Extract the full set of records that follows, word for word.

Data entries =
___
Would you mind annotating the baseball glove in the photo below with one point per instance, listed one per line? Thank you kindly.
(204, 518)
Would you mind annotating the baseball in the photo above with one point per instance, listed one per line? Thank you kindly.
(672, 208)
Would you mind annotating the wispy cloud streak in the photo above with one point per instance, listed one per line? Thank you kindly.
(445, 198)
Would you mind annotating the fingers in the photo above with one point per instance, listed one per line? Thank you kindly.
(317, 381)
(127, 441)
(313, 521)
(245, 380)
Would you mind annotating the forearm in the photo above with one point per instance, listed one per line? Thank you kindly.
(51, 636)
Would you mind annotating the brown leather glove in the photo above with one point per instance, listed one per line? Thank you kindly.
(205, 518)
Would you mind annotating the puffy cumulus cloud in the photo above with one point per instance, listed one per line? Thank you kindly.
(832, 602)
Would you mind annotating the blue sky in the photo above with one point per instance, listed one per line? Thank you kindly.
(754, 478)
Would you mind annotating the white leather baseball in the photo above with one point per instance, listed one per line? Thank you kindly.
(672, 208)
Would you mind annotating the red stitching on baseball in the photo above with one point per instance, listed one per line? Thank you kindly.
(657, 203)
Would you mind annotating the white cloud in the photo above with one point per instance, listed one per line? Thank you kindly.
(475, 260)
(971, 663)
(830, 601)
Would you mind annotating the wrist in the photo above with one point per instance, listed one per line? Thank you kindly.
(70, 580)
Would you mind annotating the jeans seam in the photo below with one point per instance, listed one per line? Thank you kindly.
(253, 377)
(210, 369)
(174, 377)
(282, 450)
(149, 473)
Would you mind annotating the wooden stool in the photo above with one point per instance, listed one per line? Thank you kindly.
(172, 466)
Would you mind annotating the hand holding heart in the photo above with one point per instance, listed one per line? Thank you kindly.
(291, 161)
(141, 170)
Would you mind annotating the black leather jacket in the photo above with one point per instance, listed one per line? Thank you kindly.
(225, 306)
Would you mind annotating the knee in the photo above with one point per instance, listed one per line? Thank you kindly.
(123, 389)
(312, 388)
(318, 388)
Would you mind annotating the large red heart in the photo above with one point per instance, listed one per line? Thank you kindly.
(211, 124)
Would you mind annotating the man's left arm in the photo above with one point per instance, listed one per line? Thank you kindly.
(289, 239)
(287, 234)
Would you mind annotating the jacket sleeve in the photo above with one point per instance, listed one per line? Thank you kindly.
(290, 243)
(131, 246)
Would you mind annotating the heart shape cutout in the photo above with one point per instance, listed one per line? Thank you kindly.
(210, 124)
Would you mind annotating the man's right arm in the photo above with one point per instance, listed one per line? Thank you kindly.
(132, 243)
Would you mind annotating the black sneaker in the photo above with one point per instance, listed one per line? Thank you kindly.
___
The answer =
Would you mind annotating the baseball glove in the photo below with one point per instance, listed one per line? Thank you kindly.
(204, 518)
Would you mind annotating the baseball in the photo above with one point per instance, listed one per line? Thank you kindly.
(672, 208)
Would you mind annotating the wispy cloud streak in the photo above with one point per instance, listed one per line? Thank you kindly.
(445, 198)
Would you mind annotating the fingers in the photo above with one point per instance, listed one per line? Thank you kindly.
(317, 381)
(127, 441)
(313, 521)
(245, 380)
Would you mind annotating the forearm in the photo above with one point per instance, listed one per line? Thank you kindly.
(51, 636)
Would you mind annotating the brown leather glove in the photo above with one point per instance, listed one per line? Thank you kindly.
(205, 518)
Would you mind annotating the puffy cumulus cloud in the photo above with one point per instance, listed one per line? Thank you kindly.
(832, 602)
Would you mind annotating the blue sky in the photo above with one point per instance, listed one per line? Thank you kindly.
(754, 478)
Would you mind annotating the white leather baseball in the photo above with one point per instance, listed one per line? Thank you kindly.
(672, 208)
Would you mind annotating the red stitching on baseball in the photo above with one point per instance, listed one per line? Thank you kindly.
(657, 203)
Would you mind annotating the white cloud in the photo above with one point per instance, listed one per line? Thank you kindly.
(475, 260)
(971, 663)
(830, 601)
Would you mind annotating the wrist in the photo above with one point per instance, listed one per line? Thank you kindly.
(70, 580)
Would you mind annotating the jeans seam in the photo below with one point per instance, listed one per line? Thank you kindly.
(253, 377)
(210, 369)
(174, 377)
(282, 450)
(149, 473)
Would you mind annotating the wooden stool in the photo above with one point per instance, listed one per line? Thank you kindly.
(172, 466)
Would you mind annotating the hand holding heart in the photo above with one point per instance, listed one per line? Thank you kindly.
(291, 161)
(141, 170)
Would you mind annotating the black leather jacket in the photo above with one point per instance, listed one per line? Thank you kindly.
(225, 306)
Would you mind annotating the knee in the photo above with one point per instance, listed one per line? Thank you kindly.
(123, 389)
(312, 388)
(318, 388)
Would you mind annotating the large red heart in the photo above with one point per instance, listed one per line? Thank you kindly.
(211, 124)
Would you mind annotating the man's left arm in the photo above with one point per instance, listed one per line? Thank you kindly.
(289, 239)
(287, 234)
Would you mind annotating the jacket sleeve in the photo above with one point per instance, listed one per line? Thank you kindly.
(290, 243)
(131, 246)
Would you mind annotating the heart shape cutout in the photo above with one point per instance, listed one per line? Thank you kindly.
(210, 124)
Would you mind annotating the man's right arm in the photo above with one point per instance, listed one per line? Thank you kindly.
(132, 243)
Would you mind annotating the black sneaker in the photo above with one point per instance, listed one per line? Thank you kindly.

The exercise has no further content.